▶ WHAT IS REQUIRED:
Find the line containing "point: japanese text". Retype it and every line after it through the end of the entries, exactly as written, with nothing added.
>> start DATA ENTRIES
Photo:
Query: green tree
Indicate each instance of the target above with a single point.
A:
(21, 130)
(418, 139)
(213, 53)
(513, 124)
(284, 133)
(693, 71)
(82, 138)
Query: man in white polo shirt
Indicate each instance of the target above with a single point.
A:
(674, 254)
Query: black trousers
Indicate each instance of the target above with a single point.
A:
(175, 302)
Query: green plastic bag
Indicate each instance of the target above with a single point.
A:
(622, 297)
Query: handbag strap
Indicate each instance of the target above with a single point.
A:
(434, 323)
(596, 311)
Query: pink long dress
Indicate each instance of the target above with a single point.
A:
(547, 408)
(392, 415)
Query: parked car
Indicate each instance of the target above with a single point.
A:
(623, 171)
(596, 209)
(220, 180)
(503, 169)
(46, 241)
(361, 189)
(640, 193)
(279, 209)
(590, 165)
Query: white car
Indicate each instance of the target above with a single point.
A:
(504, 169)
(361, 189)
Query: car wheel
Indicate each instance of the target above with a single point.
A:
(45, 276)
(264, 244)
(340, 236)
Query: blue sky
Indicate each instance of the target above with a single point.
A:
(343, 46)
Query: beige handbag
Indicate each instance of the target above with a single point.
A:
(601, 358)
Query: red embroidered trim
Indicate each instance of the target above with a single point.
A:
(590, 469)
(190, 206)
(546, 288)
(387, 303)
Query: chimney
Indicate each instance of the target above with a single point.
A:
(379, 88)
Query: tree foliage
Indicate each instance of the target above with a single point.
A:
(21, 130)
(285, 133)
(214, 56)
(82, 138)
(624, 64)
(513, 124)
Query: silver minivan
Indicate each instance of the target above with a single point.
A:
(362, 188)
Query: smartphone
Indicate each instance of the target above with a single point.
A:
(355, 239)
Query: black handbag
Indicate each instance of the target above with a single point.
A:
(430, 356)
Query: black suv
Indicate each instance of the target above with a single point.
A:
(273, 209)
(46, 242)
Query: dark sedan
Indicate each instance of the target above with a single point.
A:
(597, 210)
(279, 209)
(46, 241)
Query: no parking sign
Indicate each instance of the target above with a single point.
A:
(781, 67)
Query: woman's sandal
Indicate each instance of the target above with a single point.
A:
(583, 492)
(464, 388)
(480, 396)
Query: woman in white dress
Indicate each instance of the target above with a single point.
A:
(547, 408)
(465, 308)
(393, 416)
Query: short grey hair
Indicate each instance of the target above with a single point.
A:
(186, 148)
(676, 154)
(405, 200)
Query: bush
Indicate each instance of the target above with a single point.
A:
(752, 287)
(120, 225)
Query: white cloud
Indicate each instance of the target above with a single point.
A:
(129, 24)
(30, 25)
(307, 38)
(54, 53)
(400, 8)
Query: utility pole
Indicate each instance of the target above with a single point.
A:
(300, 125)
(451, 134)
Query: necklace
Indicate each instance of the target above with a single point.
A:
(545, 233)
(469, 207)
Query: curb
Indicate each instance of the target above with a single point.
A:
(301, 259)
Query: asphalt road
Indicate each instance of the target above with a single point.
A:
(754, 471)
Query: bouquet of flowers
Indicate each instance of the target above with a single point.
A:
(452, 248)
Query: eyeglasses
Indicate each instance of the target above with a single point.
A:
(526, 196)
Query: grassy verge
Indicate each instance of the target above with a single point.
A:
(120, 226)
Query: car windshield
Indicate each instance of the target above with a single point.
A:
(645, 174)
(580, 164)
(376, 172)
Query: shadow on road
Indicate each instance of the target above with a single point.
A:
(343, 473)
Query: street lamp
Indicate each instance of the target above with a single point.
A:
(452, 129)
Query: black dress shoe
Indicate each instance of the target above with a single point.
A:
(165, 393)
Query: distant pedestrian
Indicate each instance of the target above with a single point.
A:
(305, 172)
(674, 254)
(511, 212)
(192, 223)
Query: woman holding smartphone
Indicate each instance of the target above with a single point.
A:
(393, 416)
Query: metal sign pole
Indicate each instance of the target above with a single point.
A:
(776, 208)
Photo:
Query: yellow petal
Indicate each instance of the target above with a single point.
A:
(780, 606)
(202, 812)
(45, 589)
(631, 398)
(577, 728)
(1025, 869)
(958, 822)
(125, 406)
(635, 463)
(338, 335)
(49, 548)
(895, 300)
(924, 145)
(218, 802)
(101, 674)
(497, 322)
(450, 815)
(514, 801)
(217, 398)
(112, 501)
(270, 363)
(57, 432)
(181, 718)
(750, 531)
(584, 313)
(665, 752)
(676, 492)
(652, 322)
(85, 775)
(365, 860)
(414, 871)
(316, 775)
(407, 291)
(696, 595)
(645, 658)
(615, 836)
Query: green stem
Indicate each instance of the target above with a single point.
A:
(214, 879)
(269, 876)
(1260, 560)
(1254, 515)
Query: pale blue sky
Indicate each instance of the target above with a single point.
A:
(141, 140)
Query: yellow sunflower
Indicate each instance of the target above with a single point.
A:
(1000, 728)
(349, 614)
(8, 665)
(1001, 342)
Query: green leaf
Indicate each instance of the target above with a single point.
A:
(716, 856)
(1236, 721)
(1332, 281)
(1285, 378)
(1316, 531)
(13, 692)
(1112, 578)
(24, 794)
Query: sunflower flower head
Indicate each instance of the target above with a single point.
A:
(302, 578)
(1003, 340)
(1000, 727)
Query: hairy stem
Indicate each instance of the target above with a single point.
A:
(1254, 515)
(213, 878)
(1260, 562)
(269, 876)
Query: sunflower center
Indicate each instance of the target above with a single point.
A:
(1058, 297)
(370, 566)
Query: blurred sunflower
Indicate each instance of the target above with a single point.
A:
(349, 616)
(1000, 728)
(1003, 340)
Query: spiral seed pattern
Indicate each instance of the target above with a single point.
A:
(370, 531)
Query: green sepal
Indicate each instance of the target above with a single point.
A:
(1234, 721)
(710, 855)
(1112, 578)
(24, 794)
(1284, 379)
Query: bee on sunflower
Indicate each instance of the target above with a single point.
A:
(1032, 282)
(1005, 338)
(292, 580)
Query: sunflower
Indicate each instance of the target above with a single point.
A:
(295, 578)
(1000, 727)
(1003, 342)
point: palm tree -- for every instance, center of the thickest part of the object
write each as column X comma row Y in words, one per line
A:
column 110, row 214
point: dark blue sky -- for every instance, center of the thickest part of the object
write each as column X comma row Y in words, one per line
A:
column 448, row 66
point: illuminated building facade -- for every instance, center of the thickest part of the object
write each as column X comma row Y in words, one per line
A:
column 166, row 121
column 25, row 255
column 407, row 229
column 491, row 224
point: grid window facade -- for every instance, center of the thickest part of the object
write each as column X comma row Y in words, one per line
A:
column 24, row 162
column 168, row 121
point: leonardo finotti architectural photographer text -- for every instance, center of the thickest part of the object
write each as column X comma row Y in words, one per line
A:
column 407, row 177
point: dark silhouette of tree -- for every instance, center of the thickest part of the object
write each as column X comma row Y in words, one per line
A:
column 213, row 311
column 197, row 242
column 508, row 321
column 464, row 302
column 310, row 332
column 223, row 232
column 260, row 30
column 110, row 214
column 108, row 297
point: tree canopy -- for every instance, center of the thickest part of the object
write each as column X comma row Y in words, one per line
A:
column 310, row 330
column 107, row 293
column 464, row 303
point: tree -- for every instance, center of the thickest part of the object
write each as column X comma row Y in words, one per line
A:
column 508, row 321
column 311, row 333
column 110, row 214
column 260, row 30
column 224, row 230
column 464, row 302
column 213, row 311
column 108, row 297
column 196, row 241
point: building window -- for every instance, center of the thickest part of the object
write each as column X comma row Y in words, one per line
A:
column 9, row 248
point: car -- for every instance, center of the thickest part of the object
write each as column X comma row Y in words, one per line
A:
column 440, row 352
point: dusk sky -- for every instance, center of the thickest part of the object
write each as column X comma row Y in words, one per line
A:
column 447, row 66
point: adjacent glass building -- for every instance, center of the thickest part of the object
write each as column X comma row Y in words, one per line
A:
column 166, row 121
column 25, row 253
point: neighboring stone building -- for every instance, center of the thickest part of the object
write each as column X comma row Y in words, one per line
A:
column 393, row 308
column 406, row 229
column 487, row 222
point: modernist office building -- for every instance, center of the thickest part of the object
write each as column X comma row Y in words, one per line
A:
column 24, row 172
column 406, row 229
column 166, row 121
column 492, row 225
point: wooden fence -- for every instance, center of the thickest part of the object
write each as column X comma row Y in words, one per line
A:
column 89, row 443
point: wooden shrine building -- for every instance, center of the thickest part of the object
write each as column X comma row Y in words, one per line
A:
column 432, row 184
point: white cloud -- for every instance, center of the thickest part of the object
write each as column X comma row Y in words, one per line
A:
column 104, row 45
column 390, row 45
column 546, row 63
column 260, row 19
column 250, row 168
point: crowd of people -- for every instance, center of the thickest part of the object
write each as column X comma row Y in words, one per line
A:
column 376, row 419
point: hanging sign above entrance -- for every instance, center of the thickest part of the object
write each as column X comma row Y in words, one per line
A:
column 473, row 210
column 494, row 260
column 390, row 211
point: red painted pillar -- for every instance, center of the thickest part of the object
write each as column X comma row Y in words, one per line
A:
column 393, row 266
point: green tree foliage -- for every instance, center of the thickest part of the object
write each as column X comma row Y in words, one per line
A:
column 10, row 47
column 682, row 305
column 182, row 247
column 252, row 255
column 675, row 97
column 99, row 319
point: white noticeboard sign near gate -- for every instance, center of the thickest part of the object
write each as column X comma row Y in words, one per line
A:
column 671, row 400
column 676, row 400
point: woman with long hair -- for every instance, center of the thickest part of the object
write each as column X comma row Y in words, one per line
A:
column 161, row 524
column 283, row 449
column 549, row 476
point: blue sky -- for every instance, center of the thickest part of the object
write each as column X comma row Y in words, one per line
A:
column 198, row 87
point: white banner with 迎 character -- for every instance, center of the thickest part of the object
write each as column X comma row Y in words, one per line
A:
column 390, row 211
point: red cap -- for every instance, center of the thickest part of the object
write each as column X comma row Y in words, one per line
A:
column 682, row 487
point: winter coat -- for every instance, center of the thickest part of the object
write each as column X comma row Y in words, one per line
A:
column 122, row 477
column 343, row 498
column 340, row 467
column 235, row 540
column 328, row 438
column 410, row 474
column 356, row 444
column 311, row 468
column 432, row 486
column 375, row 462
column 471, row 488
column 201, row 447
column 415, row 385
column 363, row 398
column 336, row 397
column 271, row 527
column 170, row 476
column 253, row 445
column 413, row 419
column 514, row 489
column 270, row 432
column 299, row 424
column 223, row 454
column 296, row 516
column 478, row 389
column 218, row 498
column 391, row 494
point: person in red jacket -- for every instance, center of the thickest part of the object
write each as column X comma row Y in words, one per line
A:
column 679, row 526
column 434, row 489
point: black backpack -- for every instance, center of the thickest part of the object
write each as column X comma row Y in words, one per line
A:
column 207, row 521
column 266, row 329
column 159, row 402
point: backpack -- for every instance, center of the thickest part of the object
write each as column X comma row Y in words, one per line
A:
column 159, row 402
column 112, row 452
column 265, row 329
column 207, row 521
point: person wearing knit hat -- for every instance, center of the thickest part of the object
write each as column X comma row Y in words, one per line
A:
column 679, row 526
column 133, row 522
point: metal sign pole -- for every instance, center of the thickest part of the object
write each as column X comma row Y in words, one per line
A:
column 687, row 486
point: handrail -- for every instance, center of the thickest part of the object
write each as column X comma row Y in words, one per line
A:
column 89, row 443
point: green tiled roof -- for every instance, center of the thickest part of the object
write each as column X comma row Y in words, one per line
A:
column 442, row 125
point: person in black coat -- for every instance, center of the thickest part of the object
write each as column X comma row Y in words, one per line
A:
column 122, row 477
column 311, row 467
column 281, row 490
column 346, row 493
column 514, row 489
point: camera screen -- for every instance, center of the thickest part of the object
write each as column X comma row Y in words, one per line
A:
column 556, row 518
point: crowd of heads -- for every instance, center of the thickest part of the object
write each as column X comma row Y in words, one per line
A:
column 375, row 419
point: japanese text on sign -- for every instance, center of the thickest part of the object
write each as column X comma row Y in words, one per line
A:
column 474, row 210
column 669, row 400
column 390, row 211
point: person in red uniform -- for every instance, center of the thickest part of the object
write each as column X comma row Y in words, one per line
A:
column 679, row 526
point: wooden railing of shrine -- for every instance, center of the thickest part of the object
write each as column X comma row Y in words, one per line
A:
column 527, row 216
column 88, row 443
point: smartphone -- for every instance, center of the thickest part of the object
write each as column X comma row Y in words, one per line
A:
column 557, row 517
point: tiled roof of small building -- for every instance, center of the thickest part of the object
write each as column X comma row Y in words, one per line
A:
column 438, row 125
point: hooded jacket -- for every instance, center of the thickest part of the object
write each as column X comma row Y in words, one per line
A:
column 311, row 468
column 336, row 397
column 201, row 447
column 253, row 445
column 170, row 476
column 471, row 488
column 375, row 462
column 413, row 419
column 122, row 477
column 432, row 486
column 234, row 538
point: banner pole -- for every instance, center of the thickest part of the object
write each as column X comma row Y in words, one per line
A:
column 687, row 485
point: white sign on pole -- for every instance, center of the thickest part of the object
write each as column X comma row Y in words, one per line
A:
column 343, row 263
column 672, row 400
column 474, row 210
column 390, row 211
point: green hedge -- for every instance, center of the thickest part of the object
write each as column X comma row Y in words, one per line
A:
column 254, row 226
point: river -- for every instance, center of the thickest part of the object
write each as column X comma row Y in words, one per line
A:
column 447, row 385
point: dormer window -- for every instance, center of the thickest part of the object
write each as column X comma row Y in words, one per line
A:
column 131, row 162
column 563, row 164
>> end DATA ENTRIES
▶ ANSWER:
point: japanese text on sign -- for every instance, center of the thickest part of the object
write each as column X comma row Y in words, one per line
A:
column 474, row 210
column 669, row 400
column 390, row 211
point: person in red uniform -- for every instance, center of the thickest part of the object
write each as column X comma row Y in words, one per line
A:
column 679, row 526
point: wooden railing of shrine -- for every instance, center of the thickest part of the object
write each as column X comma row Y in words, one per line
A:
column 527, row 216
column 88, row 443
point: smartphone -- for every instance, center of the thickest part of the object
write each as column X comma row Y in words, one per line
A:
column 557, row 517
point: tiled roof of small building -- for every instance, center of the thickest part of the object
write each as column X comma row Y in words, one per line
A:
column 438, row 125
point: hooded jacket -- for every instance, center of the thickest part of the object
write each as column X comma row Y in words, one per line
A:
column 311, row 468
column 336, row 397
column 201, row 447
column 253, row 445
column 170, row 476
column 471, row 488
column 375, row 462
column 413, row 419
column 122, row 477
column 432, row 486
column 234, row 538
point: banner pole -- for every instance, center of the thickest part of the object
write each as column X comma row Y in words, one per line
A:
column 687, row 485
point: white sign on pole -- for every instance, center of the thickest part of the object
write each as column X comma row Y in words, one per line
A:
column 343, row 263
column 672, row 400
column 474, row 210
column 390, row 211
point: green hedge -- for every instance, center of the thickest part of the object
write each as column X comma row Y in words, one per line
A:
column 254, row 226
point: river -- for every instance, center of the thickest part of the object
write each as column X comma row Y in words, one per line
A:
column 447, row 385
point: dormer window -- for every instance, center of the thickest part of the object
write each as column X comma row Y in words, one per line
A:
column 131, row 162
column 563, row 164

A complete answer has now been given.